▸ THE TASK
Output the records. Match them exactly.

▸ SOURCE RECORDS
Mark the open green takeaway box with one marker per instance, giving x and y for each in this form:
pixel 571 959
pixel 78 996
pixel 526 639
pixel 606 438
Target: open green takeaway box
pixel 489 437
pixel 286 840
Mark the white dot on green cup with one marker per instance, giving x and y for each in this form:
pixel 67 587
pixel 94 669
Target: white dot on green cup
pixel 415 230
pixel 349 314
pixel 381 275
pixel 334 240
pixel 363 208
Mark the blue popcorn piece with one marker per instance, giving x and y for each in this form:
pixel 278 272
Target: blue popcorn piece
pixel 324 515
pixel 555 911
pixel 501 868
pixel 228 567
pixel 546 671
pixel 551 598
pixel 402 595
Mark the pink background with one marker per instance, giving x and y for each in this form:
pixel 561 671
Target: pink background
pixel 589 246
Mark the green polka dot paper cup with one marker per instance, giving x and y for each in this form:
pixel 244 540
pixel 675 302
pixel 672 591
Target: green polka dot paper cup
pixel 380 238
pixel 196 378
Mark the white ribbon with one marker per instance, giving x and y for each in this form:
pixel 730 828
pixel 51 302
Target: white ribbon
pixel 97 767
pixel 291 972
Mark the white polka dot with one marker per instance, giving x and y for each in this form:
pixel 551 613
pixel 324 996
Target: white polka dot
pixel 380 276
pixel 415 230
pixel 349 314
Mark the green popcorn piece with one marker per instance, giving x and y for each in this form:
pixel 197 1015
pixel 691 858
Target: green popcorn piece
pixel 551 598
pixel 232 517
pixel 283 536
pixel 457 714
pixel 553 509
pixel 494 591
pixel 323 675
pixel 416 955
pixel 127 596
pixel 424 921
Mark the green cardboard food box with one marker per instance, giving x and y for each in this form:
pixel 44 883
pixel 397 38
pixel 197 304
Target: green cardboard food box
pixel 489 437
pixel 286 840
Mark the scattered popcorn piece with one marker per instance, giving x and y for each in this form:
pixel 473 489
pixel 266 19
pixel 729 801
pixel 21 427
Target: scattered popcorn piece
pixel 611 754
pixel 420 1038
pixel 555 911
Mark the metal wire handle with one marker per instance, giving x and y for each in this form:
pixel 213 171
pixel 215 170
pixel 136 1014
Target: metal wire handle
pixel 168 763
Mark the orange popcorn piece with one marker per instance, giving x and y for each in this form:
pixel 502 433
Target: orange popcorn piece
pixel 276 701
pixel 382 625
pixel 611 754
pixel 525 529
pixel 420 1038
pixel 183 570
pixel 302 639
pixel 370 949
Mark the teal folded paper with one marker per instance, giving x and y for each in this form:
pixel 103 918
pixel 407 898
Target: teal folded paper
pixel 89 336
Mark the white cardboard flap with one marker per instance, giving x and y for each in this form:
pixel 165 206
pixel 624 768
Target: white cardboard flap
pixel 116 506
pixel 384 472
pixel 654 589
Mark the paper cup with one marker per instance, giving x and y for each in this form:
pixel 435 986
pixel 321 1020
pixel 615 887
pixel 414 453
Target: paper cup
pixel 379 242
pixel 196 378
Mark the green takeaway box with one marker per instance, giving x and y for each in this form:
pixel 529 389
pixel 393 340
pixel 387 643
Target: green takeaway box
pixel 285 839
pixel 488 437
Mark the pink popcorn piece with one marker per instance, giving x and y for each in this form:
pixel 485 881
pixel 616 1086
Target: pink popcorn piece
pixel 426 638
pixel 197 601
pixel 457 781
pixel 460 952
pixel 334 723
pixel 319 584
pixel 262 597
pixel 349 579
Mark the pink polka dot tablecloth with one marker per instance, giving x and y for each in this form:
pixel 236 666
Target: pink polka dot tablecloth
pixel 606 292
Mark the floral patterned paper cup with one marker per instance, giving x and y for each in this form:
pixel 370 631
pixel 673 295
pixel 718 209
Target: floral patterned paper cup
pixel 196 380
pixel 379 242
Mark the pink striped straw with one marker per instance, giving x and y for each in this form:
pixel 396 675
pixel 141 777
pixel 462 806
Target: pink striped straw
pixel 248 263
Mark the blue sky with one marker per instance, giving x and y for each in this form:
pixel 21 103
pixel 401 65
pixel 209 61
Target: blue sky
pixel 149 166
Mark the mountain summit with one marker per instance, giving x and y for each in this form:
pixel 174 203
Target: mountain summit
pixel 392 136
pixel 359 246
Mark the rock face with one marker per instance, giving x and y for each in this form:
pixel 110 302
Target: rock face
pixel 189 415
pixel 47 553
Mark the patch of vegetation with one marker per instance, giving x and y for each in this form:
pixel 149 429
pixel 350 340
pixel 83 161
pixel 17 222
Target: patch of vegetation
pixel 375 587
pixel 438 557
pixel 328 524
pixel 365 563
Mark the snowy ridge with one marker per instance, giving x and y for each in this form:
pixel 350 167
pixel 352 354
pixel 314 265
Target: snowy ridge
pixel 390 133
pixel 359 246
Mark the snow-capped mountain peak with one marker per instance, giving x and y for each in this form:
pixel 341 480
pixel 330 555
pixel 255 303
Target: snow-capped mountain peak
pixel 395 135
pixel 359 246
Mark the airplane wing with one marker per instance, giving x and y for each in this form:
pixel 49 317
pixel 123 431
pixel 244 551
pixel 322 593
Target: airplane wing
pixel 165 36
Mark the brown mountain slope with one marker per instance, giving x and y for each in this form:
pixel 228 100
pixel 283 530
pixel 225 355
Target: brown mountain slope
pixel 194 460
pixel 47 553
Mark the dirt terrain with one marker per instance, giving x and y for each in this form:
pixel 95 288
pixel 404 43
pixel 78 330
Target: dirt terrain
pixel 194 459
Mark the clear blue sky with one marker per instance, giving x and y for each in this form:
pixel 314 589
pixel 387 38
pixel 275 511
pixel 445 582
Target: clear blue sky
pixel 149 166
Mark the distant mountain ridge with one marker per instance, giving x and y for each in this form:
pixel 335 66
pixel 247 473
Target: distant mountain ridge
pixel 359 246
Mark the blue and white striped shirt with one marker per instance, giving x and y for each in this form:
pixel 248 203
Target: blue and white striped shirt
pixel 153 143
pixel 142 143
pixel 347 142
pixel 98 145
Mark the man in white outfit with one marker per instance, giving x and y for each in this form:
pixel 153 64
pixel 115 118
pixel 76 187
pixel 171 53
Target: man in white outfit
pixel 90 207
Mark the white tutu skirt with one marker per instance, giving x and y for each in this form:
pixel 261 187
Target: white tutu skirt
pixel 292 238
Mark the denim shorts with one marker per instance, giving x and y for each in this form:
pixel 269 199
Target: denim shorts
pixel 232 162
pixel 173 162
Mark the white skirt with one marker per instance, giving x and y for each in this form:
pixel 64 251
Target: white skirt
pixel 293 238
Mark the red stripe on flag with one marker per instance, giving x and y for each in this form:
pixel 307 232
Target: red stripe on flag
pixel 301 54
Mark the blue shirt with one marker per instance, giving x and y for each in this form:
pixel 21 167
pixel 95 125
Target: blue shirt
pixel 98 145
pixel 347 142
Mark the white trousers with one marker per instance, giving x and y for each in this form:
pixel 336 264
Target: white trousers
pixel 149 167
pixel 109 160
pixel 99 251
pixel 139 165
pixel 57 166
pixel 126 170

▸ ANSWER TO THIS TASK
Mark the open green takeaway box with one marker per instance, giving x and y for each in this form:
pixel 571 959
pixel 78 996
pixel 526 639
pixel 606 438
Target: open green takeaway box
pixel 489 437
pixel 286 840
Mark the white dot on green cup with one marker per instance, giving x and y for each in this form:
pixel 67 587
pixel 94 669
Target: white dot on green cup
pixel 415 230
pixel 349 314
pixel 381 275
pixel 334 240
pixel 363 208
Mark the blue popcorn piece with one marker per instance, giving x and y for each in this form:
pixel 278 272
Target: blue popcorn piece
pixel 324 515
pixel 555 911
pixel 501 868
pixel 228 567
pixel 546 671
pixel 551 598
pixel 402 595
Mark the pink background with one marker per instance, giving x and y for each in this form:
pixel 561 671
Target: pink background
pixel 589 246
Mark the green polka dot paper cup with one marker per instance, giving x and y for each in this form:
pixel 244 540
pixel 675 302
pixel 672 591
Target: green polka dot paper cup
pixel 380 238
pixel 196 378
Mark the white ribbon with one marker per instance, giving x and y for each in this form:
pixel 730 828
pixel 51 302
Target: white ribbon
pixel 97 767
pixel 291 972
Mark the white polka dot with one marker per instance, giving x and y for each in this form:
pixel 551 613
pixel 324 996
Target: white polka dot
pixel 380 276
pixel 415 230
pixel 349 314
Mark the green popcorn piece with one marker per instance, giving x and y for each in this form:
pixel 197 1015
pixel 691 858
Target: green popcorn piece
pixel 551 598
pixel 232 517
pixel 283 536
pixel 457 714
pixel 553 509
pixel 494 591
pixel 323 675
pixel 416 955
pixel 127 596
pixel 424 921
Mark the green cardboard food box with one marker per instance, giving x and y for each in this form:
pixel 44 883
pixel 397 38
pixel 197 304
Target: green cardboard food box
pixel 489 437
pixel 286 840
Mark the scattered popcorn piece with one marker per instance, giving x and y for each in this form:
pixel 473 489
pixel 266 19
pixel 729 801
pixel 21 427
Target: scattered popcorn piece
pixel 611 754
pixel 420 1038
pixel 555 911
Mark the metal wire handle with one marker per instance, giving x and y for each in this form:
pixel 213 171
pixel 215 170
pixel 136 1014
Target: metal wire handle
pixel 168 763
Mark the orange popcorn piece with one marker per instance, giving x and y for each in this form:
pixel 502 433
Target: orange popcorn piece
pixel 276 701
pixel 382 625
pixel 611 754
pixel 525 529
pixel 420 1038
pixel 183 570
pixel 302 639
pixel 370 949
Mark the teal folded paper with one marker per instance, giving x and y for each in this form:
pixel 103 918
pixel 407 898
Target: teal folded paper
pixel 89 336
Mark the white cardboard flap with one marker per instance, giving x and y for each in this form:
pixel 165 206
pixel 624 768
Target: white cardboard flap
pixel 116 506
pixel 384 472
pixel 654 589
Mark the paper cup with one marker per instance, giving x and y for each in this form:
pixel 435 986
pixel 321 1020
pixel 615 887
pixel 414 453
Target: paper cup
pixel 379 242
pixel 196 378
Mark the green takeaway box with one marker per instance, giving x and y for each in this form:
pixel 529 389
pixel 393 340
pixel 387 643
Target: green takeaway box
pixel 285 839
pixel 488 437
Mark the pink popcorn piece with one marker per instance, giving x and y for each in this form:
pixel 485 881
pixel 616 1086
Target: pink popcorn piece
pixel 426 638
pixel 197 601
pixel 457 781
pixel 460 952
pixel 334 723
pixel 319 584
pixel 262 597
pixel 349 579
Mark the pink polka dot tablecloth with one marker per instance, giving x and y for each in this form:
pixel 236 666
Target: pink polka dot tablecloth
pixel 606 292
Mark the floral patterned paper cup with one marker per instance, giving x and y for each in this form:
pixel 370 631
pixel 673 295
pixel 718 209
Target: floral patterned paper cup
pixel 196 380
pixel 379 242
Mark the pink striped straw with one marker per instance, giving x and y for each in this form:
pixel 396 675
pixel 141 777
pixel 462 806
Target: pink striped straw
pixel 248 263
Mark the blue sky with one marker per instance, giving x and y for each in this form:
pixel 21 103
pixel 401 65
pixel 209 61
Target: blue sky
pixel 149 166
Mark the mountain summit with one marker per instance, giving x and y for each in this form:
pixel 174 203
Target: mountain summit
pixel 392 136
pixel 359 246
Mark the rock face with one marker per instance, giving x and y for each in this form:
pixel 110 302
Target: rock face
pixel 189 415
pixel 47 553
Mark the patch of vegetation with one marker per instance, giving x and y for each in this form:
pixel 149 429
pixel 350 340
pixel 83 161
pixel 17 222
Target: patch of vegetation
pixel 375 587
pixel 438 557
pixel 328 524
pixel 365 563
Mark the snowy ridge with one marker per instance, giving x and y for each in this form:
pixel 350 167
pixel 352 354
pixel 314 265
Target: snowy ridge
pixel 390 133
pixel 359 246
Mark the snow-capped mountain peak with one marker per instance, giving x and y for each in this form:
pixel 341 480
pixel 330 555
pixel 255 303
Target: snow-capped mountain peak
pixel 395 135
pixel 359 246
Mark the airplane wing with one marker per instance, giving x and y for each in this form:
pixel 49 317
pixel 123 431
pixel 244 551
pixel 322 593
Target: airplane wing
pixel 165 36
Mark the brown mountain slope with one marker per instance, giving x and y for each in this form:
pixel 228 100
pixel 283 530
pixel 225 355
Target: brown mountain slope
pixel 194 460
pixel 47 553
Mark the dirt terrain with one marker per instance, giving x and y for each in this form:
pixel 95 288
pixel 404 43
pixel 78 330
Target: dirt terrain
pixel 194 459
Mark the clear blue sky with one marker per instance, giving x and y for each in this form:
pixel 314 589
pixel 387 38
pixel 275 511
pixel 445 582
Target: clear blue sky
pixel 149 166
Mark the distant mountain ridge with one marker per instance, giving x and y for each in this form:
pixel 335 66
pixel 247 473
Target: distant mountain ridge
pixel 359 246
Mark the blue and white striped shirt with one marker per instance, giving x and y for each in this form:
pixel 248 203
Target: blue and white striped shirt
pixel 153 143
pixel 142 143
pixel 347 142
pixel 98 145
Mark the man in white outfit with one marker per instance, giving x and y for each in this form:
pixel 153 64
pixel 115 118
pixel 76 187
pixel 171 53
Target: man in white outfit
pixel 90 207
Mark the white tutu skirt with one marker per instance, giving x and y for each in this form:
pixel 261 187
Target: white tutu skirt
pixel 292 238
Mark the denim shorts with one marker per instance, giving x and y for each in this form:
pixel 269 199
Target: denim shorts
pixel 232 162
pixel 173 162
Mark the white skirt with one marker per instance, giving x and y for each in this form:
pixel 64 251
Target: white skirt
pixel 293 238
Mark the red stripe on flag with one marker per instance, giving x and y for each in this form:
pixel 307 232
Target: red stripe on flag
pixel 301 54
Mark the blue shirt with one marker per instance, giving x and y for each in this form:
pixel 21 167
pixel 95 125
Target: blue shirt
pixel 98 145
pixel 347 142
Mark the white trousers with one marker per instance, giving x and y for each in this form:
pixel 336 264
Target: white trousers
pixel 149 167
pixel 109 160
pixel 99 251
pixel 139 165
pixel 57 166
pixel 126 170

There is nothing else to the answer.